TASK: All lines from the line containing "Please drop a marker on the passenger's sunglasses" up to and including the last line of the listing below should be echoed exactly; no other lines belong in the response.
━━ RECORDS PROVIDED
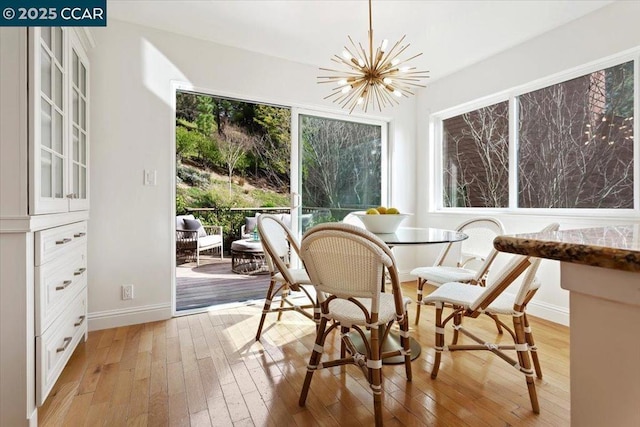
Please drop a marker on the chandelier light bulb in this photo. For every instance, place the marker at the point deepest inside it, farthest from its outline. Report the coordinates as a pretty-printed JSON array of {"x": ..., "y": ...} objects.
[{"x": 370, "y": 77}]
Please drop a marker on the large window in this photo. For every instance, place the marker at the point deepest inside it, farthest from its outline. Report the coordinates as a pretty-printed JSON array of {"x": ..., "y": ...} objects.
[
  {"x": 573, "y": 144},
  {"x": 341, "y": 164}
]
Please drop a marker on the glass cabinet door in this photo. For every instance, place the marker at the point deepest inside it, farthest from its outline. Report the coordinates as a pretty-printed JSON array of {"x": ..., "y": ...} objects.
[
  {"x": 49, "y": 147},
  {"x": 79, "y": 147}
]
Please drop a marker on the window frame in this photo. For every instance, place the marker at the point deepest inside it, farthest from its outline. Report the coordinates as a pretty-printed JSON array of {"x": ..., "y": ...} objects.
[{"x": 511, "y": 95}]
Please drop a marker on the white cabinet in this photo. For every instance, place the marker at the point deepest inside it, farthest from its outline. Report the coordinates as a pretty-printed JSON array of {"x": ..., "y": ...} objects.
[
  {"x": 58, "y": 120},
  {"x": 44, "y": 202},
  {"x": 60, "y": 300}
]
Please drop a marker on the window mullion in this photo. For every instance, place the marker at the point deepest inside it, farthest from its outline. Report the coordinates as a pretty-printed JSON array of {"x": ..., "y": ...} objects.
[{"x": 513, "y": 152}]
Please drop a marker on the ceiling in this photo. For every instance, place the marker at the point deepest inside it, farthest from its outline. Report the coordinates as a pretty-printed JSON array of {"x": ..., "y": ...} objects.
[{"x": 450, "y": 34}]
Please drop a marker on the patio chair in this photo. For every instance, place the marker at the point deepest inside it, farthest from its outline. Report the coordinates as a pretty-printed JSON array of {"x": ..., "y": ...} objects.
[
  {"x": 473, "y": 261},
  {"x": 472, "y": 301},
  {"x": 347, "y": 265},
  {"x": 192, "y": 238},
  {"x": 278, "y": 241}
]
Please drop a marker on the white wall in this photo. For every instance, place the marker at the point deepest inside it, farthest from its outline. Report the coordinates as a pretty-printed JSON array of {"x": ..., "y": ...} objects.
[
  {"x": 607, "y": 31},
  {"x": 133, "y": 69}
]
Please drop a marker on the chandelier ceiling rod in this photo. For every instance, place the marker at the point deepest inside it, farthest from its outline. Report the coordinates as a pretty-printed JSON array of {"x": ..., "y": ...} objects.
[{"x": 372, "y": 79}]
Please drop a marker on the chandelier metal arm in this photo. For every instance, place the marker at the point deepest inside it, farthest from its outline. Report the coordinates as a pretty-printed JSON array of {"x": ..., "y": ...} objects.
[{"x": 375, "y": 78}]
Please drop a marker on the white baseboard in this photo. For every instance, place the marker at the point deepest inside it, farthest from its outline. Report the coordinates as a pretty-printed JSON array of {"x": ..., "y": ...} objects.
[
  {"x": 406, "y": 277},
  {"x": 128, "y": 316},
  {"x": 550, "y": 312}
]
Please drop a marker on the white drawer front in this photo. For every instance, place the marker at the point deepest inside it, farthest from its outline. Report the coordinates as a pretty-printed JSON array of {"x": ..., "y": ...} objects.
[
  {"x": 54, "y": 241},
  {"x": 57, "y": 283},
  {"x": 56, "y": 345}
]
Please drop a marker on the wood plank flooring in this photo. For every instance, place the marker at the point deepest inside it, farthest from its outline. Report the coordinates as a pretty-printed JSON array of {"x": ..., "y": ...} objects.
[
  {"x": 207, "y": 370},
  {"x": 214, "y": 283}
]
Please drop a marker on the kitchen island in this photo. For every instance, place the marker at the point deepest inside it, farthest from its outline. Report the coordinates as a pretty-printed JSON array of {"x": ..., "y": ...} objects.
[{"x": 600, "y": 267}]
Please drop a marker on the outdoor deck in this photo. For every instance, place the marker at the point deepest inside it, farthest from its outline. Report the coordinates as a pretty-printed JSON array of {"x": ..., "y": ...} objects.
[{"x": 214, "y": 283}]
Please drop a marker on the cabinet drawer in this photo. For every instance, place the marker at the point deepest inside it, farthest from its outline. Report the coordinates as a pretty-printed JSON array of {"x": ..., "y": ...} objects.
[
  {"x": 56, "y": 345},
  {"x": 54, "y": 241},
  {"x": 57, "y": 283}
]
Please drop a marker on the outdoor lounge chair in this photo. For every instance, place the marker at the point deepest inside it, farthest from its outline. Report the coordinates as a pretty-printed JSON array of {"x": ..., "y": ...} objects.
[{"x": 192, "y": 238}]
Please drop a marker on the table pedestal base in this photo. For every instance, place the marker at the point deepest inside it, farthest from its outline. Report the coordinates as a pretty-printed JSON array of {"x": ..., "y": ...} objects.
[{"x": 391, "y": 343}]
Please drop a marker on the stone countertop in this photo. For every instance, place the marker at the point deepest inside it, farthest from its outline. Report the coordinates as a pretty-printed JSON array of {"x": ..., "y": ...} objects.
[{"x": 615, "y": 247}]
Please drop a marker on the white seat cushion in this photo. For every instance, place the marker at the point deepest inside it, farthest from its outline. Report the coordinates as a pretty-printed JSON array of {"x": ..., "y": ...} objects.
[
  {"x": 209, "y": 241},
  {"x": 465, "y": 295},
  {"x": 347, "y": 313},
  {"x": 299, "y": 276},
  {"x": 444, "y": 274}
]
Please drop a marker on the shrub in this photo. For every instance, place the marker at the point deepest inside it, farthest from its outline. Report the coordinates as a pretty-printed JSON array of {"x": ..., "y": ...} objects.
[{"x": 192, "y": 176}]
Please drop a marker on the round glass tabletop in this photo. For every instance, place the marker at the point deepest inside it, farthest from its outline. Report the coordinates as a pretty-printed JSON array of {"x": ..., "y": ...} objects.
[{"x": 421, "y": 236}]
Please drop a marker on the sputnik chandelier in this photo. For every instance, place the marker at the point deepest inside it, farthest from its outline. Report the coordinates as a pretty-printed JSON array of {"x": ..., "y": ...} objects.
[{"x": 377, "y": 79}]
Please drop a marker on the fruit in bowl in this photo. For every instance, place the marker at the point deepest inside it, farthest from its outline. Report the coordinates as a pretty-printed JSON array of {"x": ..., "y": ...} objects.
[{"x": 376, "y": 221}]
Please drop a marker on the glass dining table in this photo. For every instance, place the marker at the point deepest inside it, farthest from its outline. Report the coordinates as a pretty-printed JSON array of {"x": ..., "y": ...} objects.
[{"x": 409, "y": 236}]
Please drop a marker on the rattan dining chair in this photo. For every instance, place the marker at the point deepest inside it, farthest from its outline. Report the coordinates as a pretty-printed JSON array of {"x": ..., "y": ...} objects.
[
  {"x": 473, "y": 262},
  {"x": 347, "y": 266},
  {"x": 472, "y": 301},
  {"x": 278, "y": 242}
]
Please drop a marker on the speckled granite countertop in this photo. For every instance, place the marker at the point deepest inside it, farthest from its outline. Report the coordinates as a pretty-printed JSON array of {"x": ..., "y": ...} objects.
[{"x": 616, "y": 247}]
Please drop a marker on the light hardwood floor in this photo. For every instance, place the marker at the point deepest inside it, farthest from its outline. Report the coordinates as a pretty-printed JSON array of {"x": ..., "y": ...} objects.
[{"x": 207, "y": 370}]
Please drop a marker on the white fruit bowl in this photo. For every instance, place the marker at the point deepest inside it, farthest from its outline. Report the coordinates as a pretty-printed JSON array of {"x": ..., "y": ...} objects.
[{"x": 387, "y": 223}]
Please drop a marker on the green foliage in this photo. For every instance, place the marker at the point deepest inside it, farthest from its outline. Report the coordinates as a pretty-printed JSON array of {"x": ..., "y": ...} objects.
[
  {"x": 192, "y": 176},
  {"x": 186, "y": 142},
  {"x": 204, "y": 120}
]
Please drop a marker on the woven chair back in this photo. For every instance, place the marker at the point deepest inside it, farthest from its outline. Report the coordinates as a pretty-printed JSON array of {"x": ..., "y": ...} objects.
[{"x": 346, "y": 261}]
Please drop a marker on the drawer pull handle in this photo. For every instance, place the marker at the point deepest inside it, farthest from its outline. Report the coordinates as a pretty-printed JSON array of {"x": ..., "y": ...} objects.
[
  {"x": 63, "y": 286},
  {"x": 66, "y": 342}
]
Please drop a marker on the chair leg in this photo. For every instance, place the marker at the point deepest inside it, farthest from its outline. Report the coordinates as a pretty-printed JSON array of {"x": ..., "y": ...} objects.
[
  {"x": 528, "y": 334},
  {"x": 313, "y": 361},
  {"x": 266, "y": 308},
  {"x": 343, "y": 347},
  {"x": 495, "y": 319},
  {"x": 439, "y": 340},
  {"x": 283, "y": 295},
  {"x": 421, "y": 283},
  {"x": 523, "y": 360},
  {"x": 374, "y": 364},
  {"x": 406, "y": 345},
  {"x": 457, "y": 321}
]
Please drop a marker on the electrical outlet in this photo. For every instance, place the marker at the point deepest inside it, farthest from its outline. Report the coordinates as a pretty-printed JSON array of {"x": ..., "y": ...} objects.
[
  {"x": 127, "y": 292},
  {"x": 150, "y": 177}
]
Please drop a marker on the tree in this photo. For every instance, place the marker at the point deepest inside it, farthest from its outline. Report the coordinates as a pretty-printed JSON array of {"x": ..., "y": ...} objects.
[
  {"x": 341, "y": 163},
  {"x": 232, "y": 146}
]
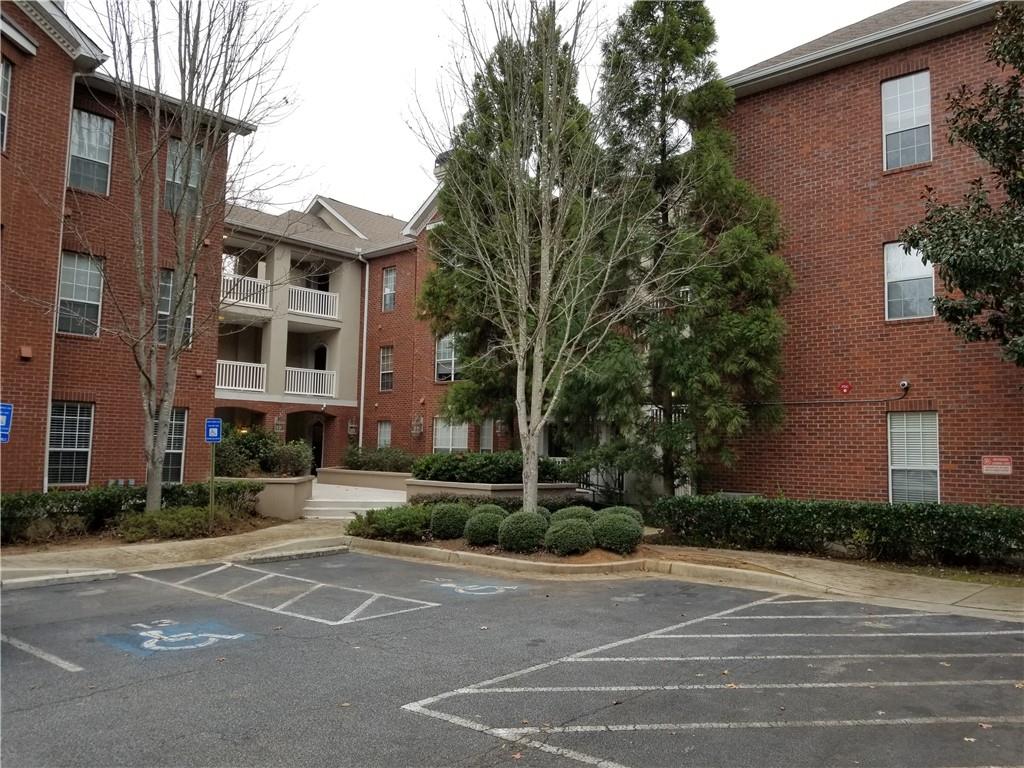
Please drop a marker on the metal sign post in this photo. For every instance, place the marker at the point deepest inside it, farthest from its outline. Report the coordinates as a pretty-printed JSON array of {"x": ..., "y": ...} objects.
[{"x": 213, "y": 434}]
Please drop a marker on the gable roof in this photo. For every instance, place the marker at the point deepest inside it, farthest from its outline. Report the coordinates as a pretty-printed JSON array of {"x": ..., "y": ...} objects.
[{"x": 897, "y": 28}]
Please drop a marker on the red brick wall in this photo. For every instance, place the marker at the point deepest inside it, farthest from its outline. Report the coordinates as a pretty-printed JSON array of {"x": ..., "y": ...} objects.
[
  {"x": 32, "y": 170},
  {"x": 815, "y": 146}
]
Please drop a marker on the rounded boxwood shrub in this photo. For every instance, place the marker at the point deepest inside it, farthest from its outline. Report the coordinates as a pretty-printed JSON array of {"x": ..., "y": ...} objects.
[
  {"x": 449, "y": 520},
  {"x": 481, "y": 528},
  {"x": 617, "y": 532},
  {"x": 622, "y": 511},
  {"x": 572, "y": 513},
  {"x": 522, "y": 531},
  {"x": 569, "y": 537}
]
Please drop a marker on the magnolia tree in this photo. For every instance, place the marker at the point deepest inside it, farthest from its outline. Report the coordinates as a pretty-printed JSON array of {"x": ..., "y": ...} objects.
[
  {"x": 547, "y": 244},
  {"x": 187, "y": 78}
]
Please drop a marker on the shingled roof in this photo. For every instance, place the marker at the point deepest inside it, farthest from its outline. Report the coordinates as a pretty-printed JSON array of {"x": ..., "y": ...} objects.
[{"x": 899, "y": 27}]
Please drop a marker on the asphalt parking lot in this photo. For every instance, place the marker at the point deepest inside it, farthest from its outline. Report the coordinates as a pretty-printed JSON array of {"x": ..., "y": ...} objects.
[{"x": 360, "y": 660}]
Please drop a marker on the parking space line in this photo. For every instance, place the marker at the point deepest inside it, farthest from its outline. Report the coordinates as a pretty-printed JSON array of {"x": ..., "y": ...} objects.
[
  {"x": 740, "y": 686},
  {"x": 298, "y": 597},
  {"x": 797, "y": 656},
  {"x": 512, "y": 733},
  {"x": 40, "y": 653},
  {"x": 205, "y": 572}
]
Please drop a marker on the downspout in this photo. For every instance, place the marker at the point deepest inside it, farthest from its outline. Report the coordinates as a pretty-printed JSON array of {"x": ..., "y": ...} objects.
[
  {"x": 56, "y": 290},
  {"x": 366, "y": 312}
]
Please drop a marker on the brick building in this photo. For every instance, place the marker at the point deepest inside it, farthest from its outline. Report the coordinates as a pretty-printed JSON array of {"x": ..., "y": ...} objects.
[{"x": 845, "y": 133}]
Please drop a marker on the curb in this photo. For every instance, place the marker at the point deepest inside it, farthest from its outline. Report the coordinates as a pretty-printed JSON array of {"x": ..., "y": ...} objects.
[{"x": 56, "y": 579}]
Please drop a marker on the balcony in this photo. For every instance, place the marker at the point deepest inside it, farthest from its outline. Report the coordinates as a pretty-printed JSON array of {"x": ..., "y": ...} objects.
[
  {"x": 309, "y": 382},
  {"x": 238, "y": 289},
  {"x": 245, "y": 377},
  {"x": 312, "y": 303}
]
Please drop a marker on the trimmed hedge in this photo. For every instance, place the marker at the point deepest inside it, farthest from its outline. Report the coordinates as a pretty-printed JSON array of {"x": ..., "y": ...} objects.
[
  {"x": 617, "y": 532},
  {"x": 522, "y": 531},
  {"x": 924, "y": 532},
  {"x": 569, "y": 537},
  {"x": 449, "y": 520},
  {"x": 505, "y": 466},
  {"x": 572, "y": 513},
  {"x": 32, "y": 515},
  {"x": 481, "y": 528}
]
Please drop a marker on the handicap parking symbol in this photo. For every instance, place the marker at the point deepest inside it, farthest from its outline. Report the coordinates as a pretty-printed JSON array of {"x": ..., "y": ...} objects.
[{"x": 168, "y": 635}]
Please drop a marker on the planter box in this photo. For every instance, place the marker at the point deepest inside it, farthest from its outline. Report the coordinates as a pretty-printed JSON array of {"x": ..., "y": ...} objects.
[
  {"x": 485, "y": 489},
  {"x": 283, "y": 498},
  {"x": 363, "y": 478}
]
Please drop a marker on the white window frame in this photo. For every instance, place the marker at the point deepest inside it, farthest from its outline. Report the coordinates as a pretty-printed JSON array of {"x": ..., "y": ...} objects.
[
  {"x": 50, "y": 450},
  {"x": 453, "y": 360},
  {"x": 388, "y": 352},
  {"x": 61, "y": 298},
  {"x": 110, "y": 152},
  {"x": 165, "y": 314},
  {"x": 897, "y": 248},
  {"x": 389, "y": 291},
  {"x": 6, "y": 77},
  {"x": 449, "y": 445},
  {"x": 937, "y": 468},
  {"x": 885, "y": 133}
]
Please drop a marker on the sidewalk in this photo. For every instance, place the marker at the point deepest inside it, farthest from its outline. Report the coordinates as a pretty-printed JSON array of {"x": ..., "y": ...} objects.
[{"x": 790, "y": 573}]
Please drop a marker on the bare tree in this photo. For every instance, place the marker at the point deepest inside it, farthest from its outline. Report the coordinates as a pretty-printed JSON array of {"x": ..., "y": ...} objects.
[
  {"x": 548, "y": 240},
  {"x": 222, "y": 60}
]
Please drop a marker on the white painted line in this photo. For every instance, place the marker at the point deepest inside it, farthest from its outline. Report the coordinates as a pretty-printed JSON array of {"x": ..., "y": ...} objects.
[
  {"x": 739, "y": 686},
  {"x": 298, "y": 597},
  {"x": 40, "y": 653},
  {"x": 205, "y": 572},
  {"x": 795, "y": 656},
  {"x": 841, "y": 634},
  {"x": 363, "y": 606},
  {"x": 513, "y": 732}
]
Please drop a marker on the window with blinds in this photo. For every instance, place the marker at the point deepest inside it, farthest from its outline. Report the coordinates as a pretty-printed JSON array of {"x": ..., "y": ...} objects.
[{"x": 913, "y": 457}]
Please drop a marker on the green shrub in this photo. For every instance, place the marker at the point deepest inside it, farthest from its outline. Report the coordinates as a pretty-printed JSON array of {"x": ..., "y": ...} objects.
[
  {"x": 505, "y": 466},
  {"x": 620, "y": 534},
  {"x": 570, "y": 536},
  {"x": 379, "y": 460},
  {"x": 572, "y": 513},
  {"x": 927, "y": 532},
  {"x": 481, "y": 528},
  {"x": 449, "y": 520},
  {"x": 629, "y": 511},
  {"x": 522, "y": 531}
]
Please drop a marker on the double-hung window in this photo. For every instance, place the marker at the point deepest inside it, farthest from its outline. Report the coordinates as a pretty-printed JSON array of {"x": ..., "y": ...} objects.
[
  {"x": 6, "y": 73},
  {"x": 81, "y": 292},
  {"x": 71, "y": 441},
  {"x": 451, "y": 438},
  {"x": 390, "y": 276},
  {"x": 383, "y": 434},
  {"x": 387, "y": 369},
  {"x": 174, "y": 453},
  {"x": 91, "y": 141},
  {"x": 909, "y": 284},
  {"x": 181, "y": 187},
  {"x": 445, "y": 361},
  {"x": 913, "y": 457},
  {"x": 906, "y": 120},
  {"x": 166, "y": 304}
]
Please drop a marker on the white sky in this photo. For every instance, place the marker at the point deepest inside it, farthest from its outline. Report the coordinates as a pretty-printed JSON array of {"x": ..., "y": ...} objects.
[{"x": 356, "y": 68}]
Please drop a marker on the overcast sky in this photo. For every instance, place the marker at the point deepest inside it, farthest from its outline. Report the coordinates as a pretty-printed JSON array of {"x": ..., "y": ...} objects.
[{"x": 357, "y": 67}]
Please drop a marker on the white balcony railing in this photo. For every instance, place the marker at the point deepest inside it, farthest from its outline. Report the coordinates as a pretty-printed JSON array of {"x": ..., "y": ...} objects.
[
  {"x": 309, "y": 382},
  {"x": 248, "y": 377},
  {"x": 237, "y": 289},
  {"x": 313, "y": 303}
]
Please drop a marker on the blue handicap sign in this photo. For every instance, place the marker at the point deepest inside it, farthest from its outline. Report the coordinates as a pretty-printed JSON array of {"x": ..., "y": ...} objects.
[
  {"x": 6, "y": 415},
  {"x": 213, "y": 430}
]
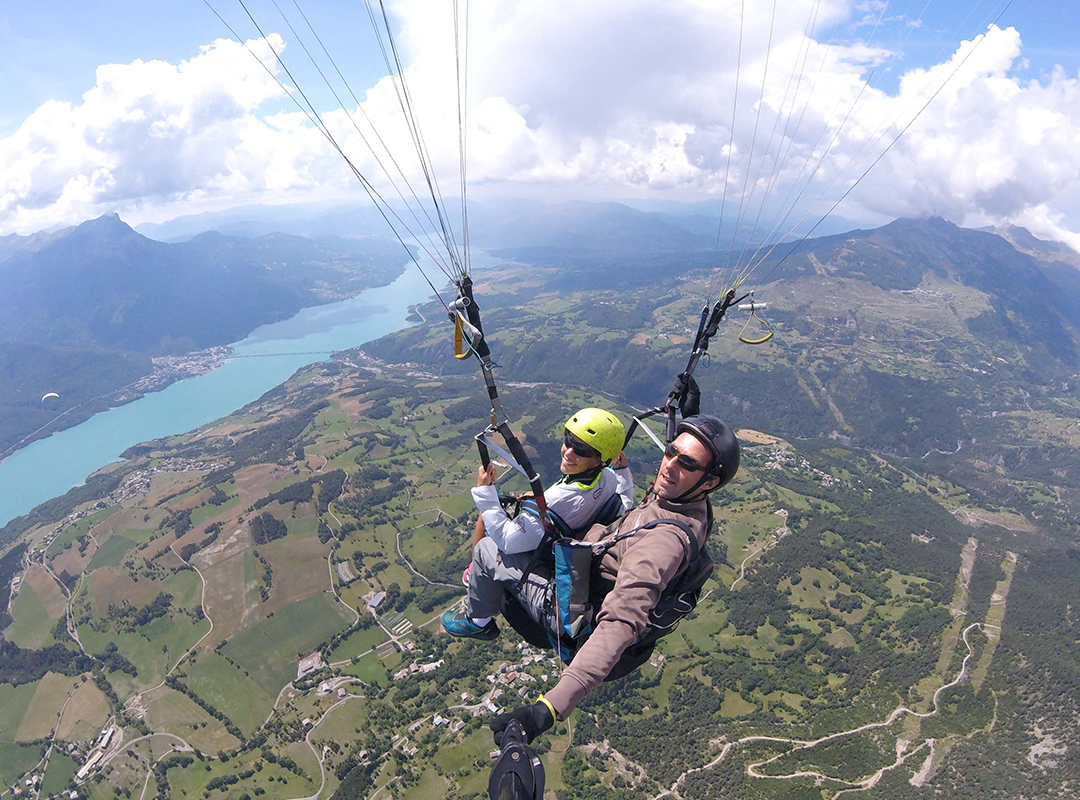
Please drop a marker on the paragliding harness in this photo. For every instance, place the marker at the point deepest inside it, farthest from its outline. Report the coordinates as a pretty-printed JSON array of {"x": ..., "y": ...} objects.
[
  {"x": 578, "y": 592},
  {"x": 518, "y": 773}
]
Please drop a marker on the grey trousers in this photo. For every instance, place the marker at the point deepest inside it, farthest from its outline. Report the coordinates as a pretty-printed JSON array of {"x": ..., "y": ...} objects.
[{"x": 494, "y": 573}]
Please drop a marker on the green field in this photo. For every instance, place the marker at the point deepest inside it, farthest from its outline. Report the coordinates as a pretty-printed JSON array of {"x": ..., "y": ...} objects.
[
  {"x": 358, "y": 642},
  {"x": 111, "y": 553},
  {"x": 370, "y": 669},
  {"x": 269, "y": 649},
  {"x": 175, "y": 713},
  {"x": 14, "y": 701},
  {"x": 59, "y": 774},
  {"x": 32, "y": 624},
  {"x": 152, "y": 649},
  {"x": 16, "y": 759},
  {"x": 226, "y": 688}
]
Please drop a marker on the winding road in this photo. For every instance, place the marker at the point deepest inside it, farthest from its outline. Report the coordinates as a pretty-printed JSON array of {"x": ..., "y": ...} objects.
[{"x": 859, "y": 785}]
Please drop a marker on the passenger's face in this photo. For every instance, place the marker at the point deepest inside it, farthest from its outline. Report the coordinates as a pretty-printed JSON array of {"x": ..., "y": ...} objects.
[
  {"x": 674, "y": 479},
  {"x": 572, "y": 463}
]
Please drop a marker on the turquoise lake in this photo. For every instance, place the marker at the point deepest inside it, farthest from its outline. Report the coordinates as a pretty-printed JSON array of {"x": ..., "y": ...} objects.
[{"x": 49, "y": 468}]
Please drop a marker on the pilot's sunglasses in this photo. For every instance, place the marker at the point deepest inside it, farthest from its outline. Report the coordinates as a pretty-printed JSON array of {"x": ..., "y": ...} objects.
[
  {"x": 579, "y": 447},
  {"x": 685, "y": 461}
]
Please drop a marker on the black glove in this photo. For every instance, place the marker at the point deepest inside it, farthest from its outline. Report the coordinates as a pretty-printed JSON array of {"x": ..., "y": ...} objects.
[
  {"x": 535, "y": 719},
  {"x": 688, "y": 395}
]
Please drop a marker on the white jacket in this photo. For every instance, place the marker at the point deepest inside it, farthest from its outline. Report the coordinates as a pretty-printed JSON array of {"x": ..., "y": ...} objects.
[{"x": 576, "y": 504}]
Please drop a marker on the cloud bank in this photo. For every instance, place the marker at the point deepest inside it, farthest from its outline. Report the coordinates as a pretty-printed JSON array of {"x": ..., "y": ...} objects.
[{"x": 628, "y": 98}]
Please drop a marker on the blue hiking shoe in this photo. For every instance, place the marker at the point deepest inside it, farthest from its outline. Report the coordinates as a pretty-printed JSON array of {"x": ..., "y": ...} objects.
[{"x": 458, "y": 624}]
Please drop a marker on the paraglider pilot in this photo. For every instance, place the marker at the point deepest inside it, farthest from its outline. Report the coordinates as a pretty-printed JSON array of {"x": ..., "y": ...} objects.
[{"x": 634, "y": 571}]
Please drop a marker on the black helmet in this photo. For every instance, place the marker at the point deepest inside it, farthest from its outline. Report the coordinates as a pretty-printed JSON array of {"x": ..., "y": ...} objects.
[{"x": 720, "y": 442}]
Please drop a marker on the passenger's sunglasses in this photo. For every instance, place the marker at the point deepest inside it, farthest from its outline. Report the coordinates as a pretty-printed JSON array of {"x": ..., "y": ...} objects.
[
  {"x": 685, "y": 461},
  {"x": 579, "y": 447}
]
━━━━
EXERCISE ANSWER:
Please drop a marker on the passenger's sunglasses in this photo. For every instance, place the marker at the point deepest inside it, farthest from its outline. Report the coordinates as a pretty-printed JSON array of {"x": ..., "y": ...} objects.
[
  {"x": 685, "y": 461},
  {"x": 579, "y": 447}
]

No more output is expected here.